## THE EXERCISE
Copy each of the items below word for word, without changing a single line.

Location identification items:
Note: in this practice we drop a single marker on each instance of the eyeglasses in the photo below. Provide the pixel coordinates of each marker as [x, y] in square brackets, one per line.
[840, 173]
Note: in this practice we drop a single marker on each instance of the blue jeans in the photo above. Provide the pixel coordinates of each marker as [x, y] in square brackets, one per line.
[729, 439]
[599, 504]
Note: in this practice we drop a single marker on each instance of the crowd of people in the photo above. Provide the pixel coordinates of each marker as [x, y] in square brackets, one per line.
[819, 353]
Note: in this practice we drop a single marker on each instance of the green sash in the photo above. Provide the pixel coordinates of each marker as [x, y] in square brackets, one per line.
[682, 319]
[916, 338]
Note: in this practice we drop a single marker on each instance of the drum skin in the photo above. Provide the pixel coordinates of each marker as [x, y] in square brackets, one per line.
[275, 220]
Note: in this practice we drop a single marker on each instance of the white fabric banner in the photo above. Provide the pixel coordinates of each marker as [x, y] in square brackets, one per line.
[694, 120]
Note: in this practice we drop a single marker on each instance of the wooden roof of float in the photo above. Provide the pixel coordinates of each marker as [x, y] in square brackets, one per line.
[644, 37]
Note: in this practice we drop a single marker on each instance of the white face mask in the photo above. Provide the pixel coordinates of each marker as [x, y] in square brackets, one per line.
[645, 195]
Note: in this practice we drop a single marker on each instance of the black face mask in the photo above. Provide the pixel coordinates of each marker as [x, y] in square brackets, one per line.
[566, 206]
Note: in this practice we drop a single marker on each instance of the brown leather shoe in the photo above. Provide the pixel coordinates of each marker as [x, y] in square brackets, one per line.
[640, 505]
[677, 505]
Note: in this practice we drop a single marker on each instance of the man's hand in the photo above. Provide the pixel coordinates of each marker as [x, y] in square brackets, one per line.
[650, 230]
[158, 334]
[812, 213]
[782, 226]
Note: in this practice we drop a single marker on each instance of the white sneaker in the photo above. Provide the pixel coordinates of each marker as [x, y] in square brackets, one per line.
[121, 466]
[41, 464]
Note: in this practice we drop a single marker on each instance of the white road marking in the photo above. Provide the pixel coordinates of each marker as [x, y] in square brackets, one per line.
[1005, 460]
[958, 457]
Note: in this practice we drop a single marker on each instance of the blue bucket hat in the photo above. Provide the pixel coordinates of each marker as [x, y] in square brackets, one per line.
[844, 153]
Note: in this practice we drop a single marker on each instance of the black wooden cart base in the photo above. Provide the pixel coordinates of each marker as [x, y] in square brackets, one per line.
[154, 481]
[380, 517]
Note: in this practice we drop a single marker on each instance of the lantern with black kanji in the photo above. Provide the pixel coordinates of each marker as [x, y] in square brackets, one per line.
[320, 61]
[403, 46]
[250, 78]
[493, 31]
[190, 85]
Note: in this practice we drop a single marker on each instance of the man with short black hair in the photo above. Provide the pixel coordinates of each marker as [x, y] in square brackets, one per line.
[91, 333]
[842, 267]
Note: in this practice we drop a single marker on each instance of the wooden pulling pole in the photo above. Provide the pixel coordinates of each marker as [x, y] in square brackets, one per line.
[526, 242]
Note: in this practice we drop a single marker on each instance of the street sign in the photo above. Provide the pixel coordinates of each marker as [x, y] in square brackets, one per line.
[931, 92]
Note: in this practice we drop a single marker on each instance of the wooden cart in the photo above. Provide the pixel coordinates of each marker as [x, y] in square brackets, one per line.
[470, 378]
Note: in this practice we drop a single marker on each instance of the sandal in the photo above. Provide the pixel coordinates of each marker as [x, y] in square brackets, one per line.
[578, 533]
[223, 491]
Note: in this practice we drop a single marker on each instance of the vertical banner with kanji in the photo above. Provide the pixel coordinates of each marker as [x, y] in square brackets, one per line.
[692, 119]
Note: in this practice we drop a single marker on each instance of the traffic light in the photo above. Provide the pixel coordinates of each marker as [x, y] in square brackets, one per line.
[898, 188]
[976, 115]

## ANSWER IN FULL
Note: in this practice we drop a single marker on each instance of the eyeglasses in the photo below. Provide the pixel coordinates of each marker as [x, y] in square brackets, one per line.
[840, 173]
Note: in this practice we drop a single marker on each instance of the blue jeans in the photo above. Provide the pixel coordinates of each marker as [x, y] in square brackets, one per line.
[729, 439]
[599, 504]
Note: in this practice we drop a single marker on each instance of the crowd of people in the photo above. Provide the pixel coordinates of each marker as [x, y] in square brackets, one per line.
[819, 353]
Note: in this practice we drop a single marker on each instance of the green sash in the photo above. Provide the pixel coordinates of each marker as [x, y] in square brackets, one per line.
[682, 319]
[916, 338]
Note: in this practice we drop a single marker on each instance of the drum skin in the photo above. Provide the pixel coordinates of each marker as [x, y] in square brackets, one per line.
[275, 220]
Note: in this practice we drop a single marker on each instance of the white fabric banner in the photo above. Provide the pixel coordinates of each marker as [x, y] in square brackets, one per line.
[694, 120]
Note: in this practice we drop a single marker on each instance of the wooden roof of float in the photo above. Provide the pixel coordinates of each marker as [x, y] in square brackets, one per line.
[644, 37]
Note: in this practice we drop a single marker on each instance of the white face mask in the photo above. Provide the pixel coordinates of each marker as [x, y] in square brackets, one per line.
[645, 195]
Note: in this practice we drop a single marker on each instance of the black face mask in the photo above. Provide the pixel coordinates of each marker as [x, y] in square brackets, one per line.
[566, 206]
Note: in this practice we drop a single marker on each instance of the brown leather shoe in the photo above. Provide the pixel coordinates of each marker as [x, y] in square brackets, one per line.
[640, 505]
[677, 505]
Note: in this practice we drop a single marker on each instance of the man's hand in the photo above. Provide the pixel coordinates of each marker as [x, y] in square brackets, one per line.
[650, 230]
[158, 334]
[812, 213]
[782, 226]
Note: in this practice we drop a single marker on each instance of the white sneaker in the photo above. Provide the pixel coordinates of each marker as [x, y] in square brackets, one per line.
[121, 466]
[41, 464]
Note: in this practice we drop a single marker on each instance of the white road marking in the photo above. Provide the pixel coordinates of each marker as [x, y] in square brackets, one per line.
[1005, 460]
[958, 457]
Note: in this practice we drop a single marker on each instance of the blue bucket hat in the photo above. Provide the pixel coordinates of each marker as [x, y] in square brackets, one per line.
[844, 153]
Note: in this practice we drop a single marker on each instance of the black wooden cart base in the photo above. Provide the pixel coordinates of each marker as [x, y] in square brackets, one per line.
[154, 481]
[380, 517]
Note: in this practice we drop a single marker on each instance of the lantern with black kanji in the photo above. Provide the pixel coordinates of each marker as [x, y] in square brackets, one per line.
[320, 61]
[403, 46]
[250, 78]
[493, 31]
[190, 85]
Note: in this practice we drop a single marker on each instance of the man with short black hair in the photo above. Provide the pixel coordinates of each marker as [x, y] in square brackets, one per line.
[91, 333]
[842, 267]
Note: in this practice we drop a single marker on each instance of the wooden pulling pole in the photo above. Provide the pixel coordinates of each marker as [x, y] in square brackets, one per line.
[526, 242]
Note: in this practice we drop a single marker on each instance of the street sign in the photo above. Provide the pixel coordinates of each marker as [x, y] in square brackets, one per line.
[931, 92]
Note: in this practice we drop a single marker on each instance of the wooden cart in the photo above. Provide the pixel coordinates of each marker as [x, y] in square brackets, one per line.
[470, 378]
Note: in this practice we drop a single marker on each instance of the sandal in the photo above. Provide the pixel coordinates of each marker as [x, y] in square brackets, one per line.
[578, 533]
[223, 491]
Note: in this practice we drop a single marker on each instance of the vertical banner with kanji in the photo above. Provide the pixel coordinates of each marker as [x, y] in square brackets, one per line.
[692, 119]
Note: in this practice we drop a single marker on each instance of the traffic light in the photo above. Provide the pixel coordinates of each marker as [x, y] in square brackets, one per line.
[898, 188]
[976, 115]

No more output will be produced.